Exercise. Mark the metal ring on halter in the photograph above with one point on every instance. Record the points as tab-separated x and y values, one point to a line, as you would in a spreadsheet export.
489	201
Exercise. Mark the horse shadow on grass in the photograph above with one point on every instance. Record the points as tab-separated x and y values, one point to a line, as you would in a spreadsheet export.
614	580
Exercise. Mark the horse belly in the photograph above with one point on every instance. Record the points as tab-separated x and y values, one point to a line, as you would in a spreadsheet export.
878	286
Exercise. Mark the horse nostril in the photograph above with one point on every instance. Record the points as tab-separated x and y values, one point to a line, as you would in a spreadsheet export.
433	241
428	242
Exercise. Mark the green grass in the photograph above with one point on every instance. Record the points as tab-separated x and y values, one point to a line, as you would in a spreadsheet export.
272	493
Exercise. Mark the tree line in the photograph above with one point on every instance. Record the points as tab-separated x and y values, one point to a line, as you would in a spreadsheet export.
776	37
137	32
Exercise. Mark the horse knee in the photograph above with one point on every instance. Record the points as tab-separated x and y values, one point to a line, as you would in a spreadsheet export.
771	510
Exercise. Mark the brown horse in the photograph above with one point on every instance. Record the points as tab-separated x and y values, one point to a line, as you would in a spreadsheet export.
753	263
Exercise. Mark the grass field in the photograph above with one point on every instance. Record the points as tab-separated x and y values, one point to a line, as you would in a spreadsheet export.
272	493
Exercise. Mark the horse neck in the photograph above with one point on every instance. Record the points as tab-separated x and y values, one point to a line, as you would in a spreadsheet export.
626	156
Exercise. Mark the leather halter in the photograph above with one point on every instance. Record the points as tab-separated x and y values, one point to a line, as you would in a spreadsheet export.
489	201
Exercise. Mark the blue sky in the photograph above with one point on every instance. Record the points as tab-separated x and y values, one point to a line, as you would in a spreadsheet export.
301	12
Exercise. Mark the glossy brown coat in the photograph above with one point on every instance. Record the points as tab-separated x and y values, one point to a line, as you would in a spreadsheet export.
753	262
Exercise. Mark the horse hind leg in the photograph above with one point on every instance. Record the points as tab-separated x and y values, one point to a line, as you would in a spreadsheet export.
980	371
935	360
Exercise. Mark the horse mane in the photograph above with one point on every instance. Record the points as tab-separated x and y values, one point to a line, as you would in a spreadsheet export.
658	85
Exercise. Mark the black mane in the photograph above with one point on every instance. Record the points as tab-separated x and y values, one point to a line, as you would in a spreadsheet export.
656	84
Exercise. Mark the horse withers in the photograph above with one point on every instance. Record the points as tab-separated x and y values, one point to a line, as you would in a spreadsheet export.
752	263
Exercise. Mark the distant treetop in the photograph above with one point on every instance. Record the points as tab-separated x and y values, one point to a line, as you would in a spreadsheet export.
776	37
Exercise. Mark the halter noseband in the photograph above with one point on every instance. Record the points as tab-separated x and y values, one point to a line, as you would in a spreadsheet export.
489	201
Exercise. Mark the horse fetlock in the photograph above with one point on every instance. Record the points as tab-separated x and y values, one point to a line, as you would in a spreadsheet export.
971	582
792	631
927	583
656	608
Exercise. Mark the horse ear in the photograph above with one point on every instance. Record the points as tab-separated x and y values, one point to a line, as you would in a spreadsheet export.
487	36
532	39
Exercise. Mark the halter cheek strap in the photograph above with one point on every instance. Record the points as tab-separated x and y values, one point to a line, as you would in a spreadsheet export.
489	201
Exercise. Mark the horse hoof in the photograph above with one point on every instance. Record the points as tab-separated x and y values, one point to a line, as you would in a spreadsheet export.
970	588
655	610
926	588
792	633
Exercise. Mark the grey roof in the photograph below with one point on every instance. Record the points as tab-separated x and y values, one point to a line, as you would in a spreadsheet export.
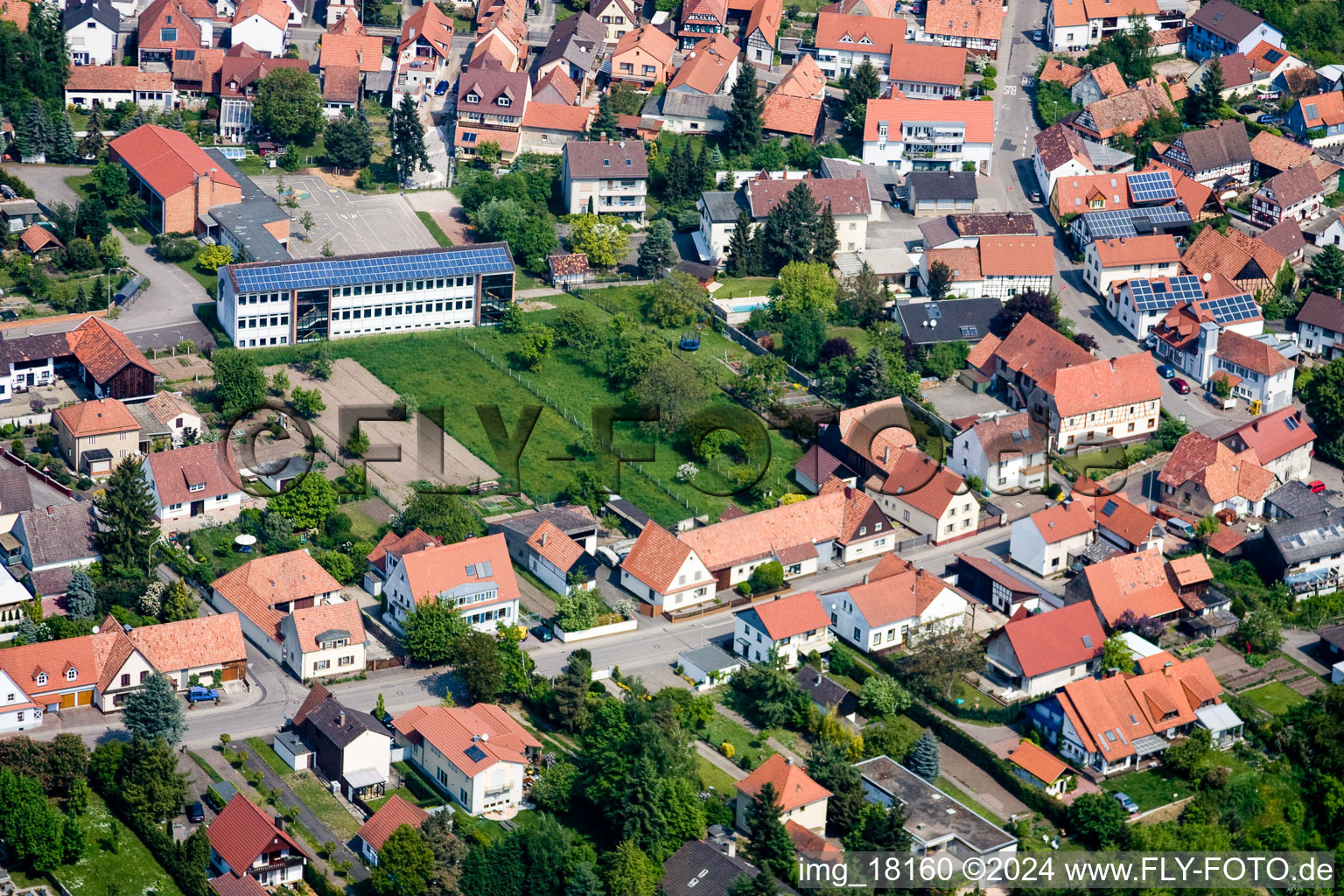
932	816
1294	500
1308	537
1226	19
941	185
246	220
701	870
709	659
724	206
957	320
100	11
60	534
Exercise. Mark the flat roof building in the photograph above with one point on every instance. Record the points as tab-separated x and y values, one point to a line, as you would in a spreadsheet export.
301	301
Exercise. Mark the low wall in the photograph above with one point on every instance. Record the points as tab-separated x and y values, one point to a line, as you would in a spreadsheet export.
596	632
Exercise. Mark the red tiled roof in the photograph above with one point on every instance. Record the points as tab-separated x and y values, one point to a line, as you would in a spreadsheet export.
792	615
794	785
388	817
454	731
198	465
242	832
1046	641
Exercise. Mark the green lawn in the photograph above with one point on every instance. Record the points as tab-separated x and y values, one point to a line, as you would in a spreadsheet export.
324	805
130	866
1274	697
1151	788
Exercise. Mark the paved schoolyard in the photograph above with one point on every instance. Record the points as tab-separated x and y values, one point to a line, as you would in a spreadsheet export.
353	223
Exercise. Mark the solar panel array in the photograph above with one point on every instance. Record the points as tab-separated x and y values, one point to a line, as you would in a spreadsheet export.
1151	187
1120	222
1233	308
1156	296
379	269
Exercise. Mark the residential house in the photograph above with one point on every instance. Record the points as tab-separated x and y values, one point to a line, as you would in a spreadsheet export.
1319	118
1037	653
266	590
605	178
474	575
491	107
802	800
621	17
894	605
1206	477
390	816
246	841
1110	261
912	135
788	627
1289	195
996	586
478	755
1281	442
845	40
710	67
95	436
927	72
1005	453
197	481
1115	723
350	747
970	24
92	29
1320	326
644	57
1080	399
1219	29
937	822
1040	768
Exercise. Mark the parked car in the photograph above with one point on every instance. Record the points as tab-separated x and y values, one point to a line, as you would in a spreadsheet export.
1125	802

**EXERCISE OBJECTIVE**:
Rewrite all the records above, replacing "photograph" with "picture" wherever it occurs and changing nothing else. Leave the pictures out.

**CORRECT OUTPUT**:
Exercise. Mark the metal ring on halter in the picture above with one point on every instance. Record the points as tab-separated x and y values, one point to a line, as you would in a spreadsheet export.
489	201
Exercise. Mark the horse shadow on grass in the picture above with one point on every instance. Record the points as tab-separated x and y values, one point to a line, as you would in a spreadsheet export.
614	580
Exercise. Mark the horse belly in the picture above with one point on every instance. Record the points as tab-separated x and y values, one point to a line, as you would in a spreadsheet export.
878	286
Exercise. Mark the horse nostril in the picture above with one point on every instance. Record the points as tab-separated x and y values, one point to a line, as you would in a spreadsheet export.
433	241
428	242
Exercise. Mark the green grass in the picture above with one point on every instance. Record the points as tab-separated x and y values, one point to a line, as you would in a spreadsheet export.
272	493
Exercise. Mark the tree line in the picture above with one point on every instance. Record the points as tab-separated x and y values, one point to a line, as you would in a spreadsheet export.
776	37
137	32
Exercise. Mark the horse knee in the picture above with one point on every instance. Record the points as tab-separated x and y values, one point to a line, as you would in a spreadsheet export.
771	510
Exercise. Mark the brown horse in the picture above with one point on every instance. Record the points as tab-separated x and y values, one point to a line, as you would in a spreadsheet export.
753	263
Exercise. Mark the grass field in the picture above with one point on every instance. Record the points as tab-separated x and y values, one point to a line, as you would in a spreadsheet export.
272	493
Exercise. Mark the horse neck in the picture above with one point on every instance. Record the points as tab-separated x and y values, one point to a line, as you would in a spreadsheet export.
626	156
Exercise. Mark the leather halter in the picture above with one point on every instance. Record the points as tab-separated x and y values, one point to a line, as you would in a spreadsheet export.
489	201
Exercise. Mark the blue sky in the picture above with one point on every instance. Record the points as tab-separated x and y values, one point to a line, as you would in a spreadsheet export.
301	12
Exercise. Mark the glossy brown coat in the picture above with one point on every instance. Record the points as tab-separated x and y values, one point to a line, as you would in a spreadsheet export.
753	262
Exercise. Mark the horse hind leg in the picture above with one point on every instance. Record the points as tab-separated x and y values, one point to a line, as you would in a spreadsheet export.
980	371
935	360
Exercise. Mark the horse mane in the picture above with one point on every instance. Record the points as tab-separated x and y values, one point to a line, as you would in a spreadsheet export.
658	85
Exercise. Mark the black mane in the picture above with one point on every instance. Record the points as tab-separated x and y values, one point to a line, as you would in a spreadsheet export.
656	84
Exercise. Mark the horse withers in the picture above with one point on every instance. Record the points as tab-separated x and y values, one point to a line, as you would in a spreadsheet export.
752	263
Exercise. Mark the distant treetop in the picture above with one point on every instance. Record the points as tab-separated x and y values, one point to a line, as you would in a spreadsheet export.
776	37
Exercise. Mark the halter noseband in the picture above with one point on every instance. Record the points as tab-separated x and y values, one point to a line, as you would in a spreadsheet export.
489	201
Exercise. Mark the horse fetlock in the picture above with one point on every instance. Record the points as tab-separated x and y values, one point to a line, as you would in a spreadsheet export.
971	582
792	631
927	583
656	608
Exercise. Mark the horse ear in the picture above with one point on every instance. Record the points as tab-separated x and y values, one point to a line, as you would in a spreadsheet export.
487	36
532	39
Exercise. Mark the halter cheek strap in the picture above with one point on every instance. Record the points as tab-separated x and y values, one point to a line, as you would in a spreadsheet export.
489	201
Exercise. Mark the horse hoof in the picture above with one point on every instance. Record the points as tab-separated x and y values, one point to a line, as you would in a spreadsheet export.
970	588
655	610
926	588
792	633
Exercise. Mark the grey roof in the picture below with one point on every instance. Record the points as tab-separated x and y values, one point to a line, as you would in a spreadsheet export.
932	816
1294	500
1308	537
1226	19
941	185
246	220
701	870
709	659
724	206
957	320
100	11
60	534
Exercise. Mark the flat roof building in the picture above with one point on every instance. Record the points as tab-separated x and y values, one point to a line, as you would in a spreadsheet export.
301	301
Exercise. Mark the low wall in the picture above with one point on every instance. Record the points as tab-separated x and y values, one point to a line, as you would in a spreadsheet export.
596	632
Exercise. Mark the red tiled roof in the picture above with one point on every instance. Record the points as tab-separated x and y values, one point to a line, as you would in a spreadsheet export.
792	615
794	785
388	817
454	731
198	465
242	832
1046	641
Exercise. Mark the green lawn in the picture above with one point on every instance. Record the points as tab-separated x and y values, one point to a line, as you would in a spreadsheet export.
324	805
130	866
1274	697
1151	788
Exercise. Mark the paved schoolyard in the picture above with one point on every instance. Record the points as tab-separated x and y values, one point to a line, as you would in a spreadsheet export.
353	223
Exercise. Mark the solar panel array in the picture above with one point on every instance. Record the points as tab-separated x and y values, one point to a line, as you would in a spreadsheet export.
1151	187
1120	222
1233	308
1156	296
379	269
Exercise. Mark the residential house in the picture above with one point on every instance. Record the points as tab-separated x and y values, one point to a line, as you would in a spreadsheet export.
1319	118
1037	653
266	590
605	178
474	575
491	107
802	800
621	17
894	605
1206	477
390	816
246	841
1110	261
912	135
788	627
1289	195
996	586
478	755
1281	442
845	40
710	67
95	436
927	72
1005	453
197	481
1115	723
350	747
970	24
92	29
1320	326
644	57
1080	399
1219	29
937	822
1040	768
Exercise. Mark the parked car in the picture above with one point on every instance. Record the points as tab-separated x and y values, one point to a line, as you would in a spreadsheet export.
1125	802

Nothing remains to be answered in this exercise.